START RECORDS FOR THIS TASK
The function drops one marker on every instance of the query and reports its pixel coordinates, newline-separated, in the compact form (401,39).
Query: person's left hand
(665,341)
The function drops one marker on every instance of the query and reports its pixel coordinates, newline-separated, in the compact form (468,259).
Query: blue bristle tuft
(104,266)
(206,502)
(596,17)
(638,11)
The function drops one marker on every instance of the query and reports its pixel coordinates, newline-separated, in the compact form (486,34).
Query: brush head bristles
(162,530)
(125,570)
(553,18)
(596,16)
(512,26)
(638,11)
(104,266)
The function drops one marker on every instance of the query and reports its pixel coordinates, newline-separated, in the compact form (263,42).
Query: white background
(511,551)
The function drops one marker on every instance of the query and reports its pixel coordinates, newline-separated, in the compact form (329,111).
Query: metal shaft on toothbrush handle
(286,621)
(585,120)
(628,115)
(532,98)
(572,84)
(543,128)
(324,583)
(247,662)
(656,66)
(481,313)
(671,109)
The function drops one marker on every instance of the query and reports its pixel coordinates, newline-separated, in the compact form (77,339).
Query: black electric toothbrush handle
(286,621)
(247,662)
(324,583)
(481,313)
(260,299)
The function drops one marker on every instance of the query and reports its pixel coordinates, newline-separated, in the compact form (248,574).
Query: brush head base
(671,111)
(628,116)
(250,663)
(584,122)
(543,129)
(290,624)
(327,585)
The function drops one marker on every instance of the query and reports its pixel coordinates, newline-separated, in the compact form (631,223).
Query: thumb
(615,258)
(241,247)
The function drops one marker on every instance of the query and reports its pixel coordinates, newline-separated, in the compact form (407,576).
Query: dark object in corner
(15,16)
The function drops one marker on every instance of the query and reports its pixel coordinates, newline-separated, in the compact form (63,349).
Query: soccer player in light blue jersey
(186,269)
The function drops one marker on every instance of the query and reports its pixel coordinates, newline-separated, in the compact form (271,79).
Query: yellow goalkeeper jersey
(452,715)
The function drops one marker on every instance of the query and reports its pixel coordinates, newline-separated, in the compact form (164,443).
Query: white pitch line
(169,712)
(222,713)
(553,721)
END RECORDS FOR THIS TASK
* _TASK DIRECTIONS_: Using the data above, copy each line that contains "form".

* _FINISHED EXERCISE_:
The function drops one marker on every instance of the query and reports its pixel coordinates, newline-separated, in the compact form (401,39).
The function drops one marker on every instance of the query and reports its pixel coordinates, newline-separated, in the compact form (468,259).
The function drops one marker on every instance of the query and reports its pixel coordinates, newline-separated, in the compact form (486,34).
The function drops one marker on every instance of the query and reports its pixel coordinates, newline-separated, in the compact form (263,42).
The function drops one marker on every instance of the query and reports its pixel coordinates, newline-separated, in the compact form (329,111).
The function drops one marker on every instance of the query and reports its pixel coordinates, newline-separated, in the compact form (77,339).
The function drops one marker on every instance of the query and reports its pixel coordinates, newline-separated, in the compact form (248,574).
The function drops one marker on every instance of the query and reports its pixel coordinates, newline-separated, in the compact form (631,223).
The function drops one marker on every instance of the query and reports its pixel coordinates, newline-separated, in the compact form (407,576).
The function drops one marker on every instance of the query and reports its pixel coordinates, newline-separated, in the compact form (63,349).
The function drops one marker on every instance of the query and reports its pixel coordinates, newline-separated, in the compact form (271,79).
The function drops one marker on every instance of the query and reports its pixel coordinates, newline-separated, in the compact form (164,443).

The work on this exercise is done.